Pickomino is a fun board game where players collect dominos with different worm values. The goal of the game is to have the most worms at the end of the game. The game can be found on Board Game Geek.
GameState contains the game state and logic for simulating games. Below is the pseudocode for simulating a game.
# Initialize GameState to a new game
game_state = GameState()
# Play one action at a time until the game is complete
while not game_state.is_game_over():
# Get possible actions that can be taken with the current GameState
actions = game_state.get_next_possible_actions()
# Each player is controlled by an ai function. Players can have different ais
ai = game_state.get_current_turn_ai()
# Ai for the current player picks the next action to play
chosen_action = ai(game_state, actions)
# Update the GameState with the chosen action
game_state.resolve_action(chosen_action)A Monte Carlo Tree Search (MCTS) AI, 2 Greedy AIs, and a Random AI were created to play against each other.
As expected, the MCTS AI performed the best, followed by the Greedy AIs, followed by the Random AI
Monte Carlo Tree Search (MCTS) is a tree search algorithm which performs well in games with a high branching factor. In the Pickomino simulation, a Monte Carlo Tree Search algorithm was implemented and performed better than the greedy AIs. The MCTS AI used change in the player's number of worms at the end of their turn as the Q values and used random playouts in the simulation step
A simple greedy algorithm (called safe_ai in the ai.py) that takes a domino (which increases a player's worm count) whenever possible and otherwise takes the largest
available dice. The slightly more complex greedy algorithm (safe_ai_better_die_saving) had slightly more complex dice saving logic.
==*==
> _Objective 1_: List every row that contains the word "yellow".
The Pickomino page and the rows below it have nothing to do with each other.
==*==
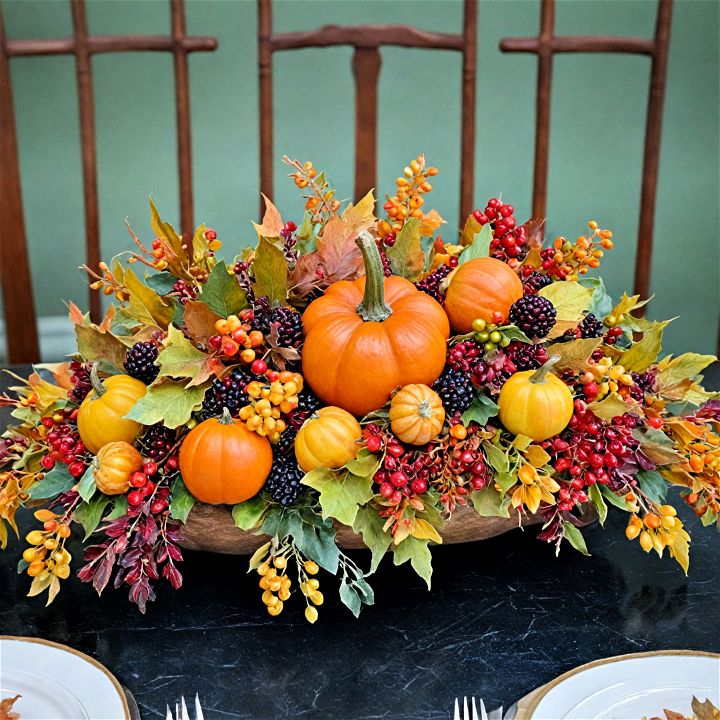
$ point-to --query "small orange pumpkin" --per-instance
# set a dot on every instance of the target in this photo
(101, 417)
(536, 403)
(479, 288)
(221, 461)
(328, 438)
(359, 348)
(114, 465)
(416, 414)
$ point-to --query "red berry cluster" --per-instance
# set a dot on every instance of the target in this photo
(64, 443)
(404, 472)
(143, 487)
(590, 451)
(509, 242)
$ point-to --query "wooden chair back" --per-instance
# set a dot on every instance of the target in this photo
(366, 41)
(20, 320)
(545, 46)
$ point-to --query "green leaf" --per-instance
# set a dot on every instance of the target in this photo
(489, 503)
(340, 493)
(597, 500)
(406, 255)
(57, 481)
(182, 501)
(86, 486)
(168, 402)
(418, 553)
(653, 485)
(575, 538)
(222, 293)
(89, 514)
(480, 246)
(601, 302)
(481, 410)
(644, 353)
(162, 283)
(270, 270)
(612, 498)
(145, 305)
(370, 525)
(496, 457)
(119, 507)
(247, 515)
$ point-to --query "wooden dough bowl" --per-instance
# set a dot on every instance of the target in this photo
(211, 528)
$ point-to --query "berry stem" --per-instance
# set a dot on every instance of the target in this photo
(373, 308)
(98, 387)
(540, 374)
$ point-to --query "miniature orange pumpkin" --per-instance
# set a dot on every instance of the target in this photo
(416, 414)
(478, 289)
(536, 403)
(367, 337)
(328, 438)
(221, 461)
(114, 464)
(101, 418)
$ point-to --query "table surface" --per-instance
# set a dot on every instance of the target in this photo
(504, 616)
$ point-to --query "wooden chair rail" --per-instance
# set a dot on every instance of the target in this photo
(366, 41)
(548, 44)
(14, 269)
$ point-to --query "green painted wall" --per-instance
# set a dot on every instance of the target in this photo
(597, 131)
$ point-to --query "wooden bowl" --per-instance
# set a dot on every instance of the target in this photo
(211, 528)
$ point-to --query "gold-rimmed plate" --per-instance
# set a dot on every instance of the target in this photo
(627, 686)
(58, 682)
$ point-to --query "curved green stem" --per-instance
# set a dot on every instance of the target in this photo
(98, 387)
(541, 373)
(373, 308)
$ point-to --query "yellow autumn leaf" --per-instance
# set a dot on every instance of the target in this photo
(423, 530)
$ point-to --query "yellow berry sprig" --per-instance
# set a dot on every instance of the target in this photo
(408, 199)
(269, 401)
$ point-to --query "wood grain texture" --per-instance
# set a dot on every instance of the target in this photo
(211, 528)
(20, 326)
(545, 46)
(366, 40)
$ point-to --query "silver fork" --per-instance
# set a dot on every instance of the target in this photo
(484, 715)
(181, 712)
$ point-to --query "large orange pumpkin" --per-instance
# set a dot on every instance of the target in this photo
(367, 337)
(479, 288)
(221, 461)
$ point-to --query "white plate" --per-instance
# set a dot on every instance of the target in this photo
(57, 682)
(630, 687)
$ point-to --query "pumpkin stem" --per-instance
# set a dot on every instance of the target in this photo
(98, 387)
(540, 374)
(226, 418)
(373, 308)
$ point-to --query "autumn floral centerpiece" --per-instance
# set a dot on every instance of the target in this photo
(358, 373)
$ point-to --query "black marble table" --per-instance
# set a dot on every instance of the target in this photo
(504, 616)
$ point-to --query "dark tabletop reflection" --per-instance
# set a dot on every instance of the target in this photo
(503, 617)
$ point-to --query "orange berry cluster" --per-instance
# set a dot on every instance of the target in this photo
(408, 199)
(269, 401)
(656, 529)
(47, 552)
(575, 259)
(235, 337)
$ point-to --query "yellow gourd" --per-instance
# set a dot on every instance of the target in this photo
(328, 438)
(416, 414)
(101, 418)
(536, 403)
(114, 465)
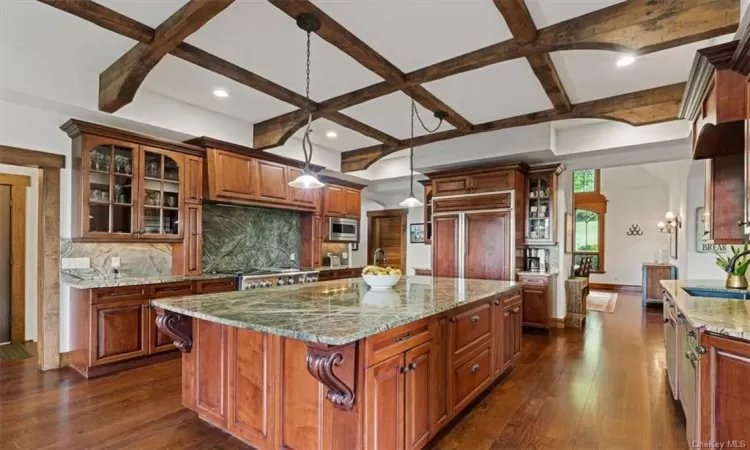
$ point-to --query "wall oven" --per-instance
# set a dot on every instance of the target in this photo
(342, 230)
==*==
> _Objective 2_: Rewrite the part of the Pickomino page that opens with "Pickomino is a" and closes with "game_state = GameState()", putting "tiles" in place of "dominos".

> _Exercise solution 1_:
$ point-to --query "yellow autumn leaf" --per-instance
$ point-to --query "yellow berry sprig" --per-instance
$ point-to --query "yellow gourd" --per-instance

> _Exercise solution 2_:
Pickomino is a fun board game where players collect tiles with different worm values. The goal of the game is to have the most worms at the end of the game. The game can be found on Board Game Geek.
GameState contains the game state and logic for simulating games. Below is the pseudocode for simulating a game.
# Initialize GameState to a new game
game_state = GameState()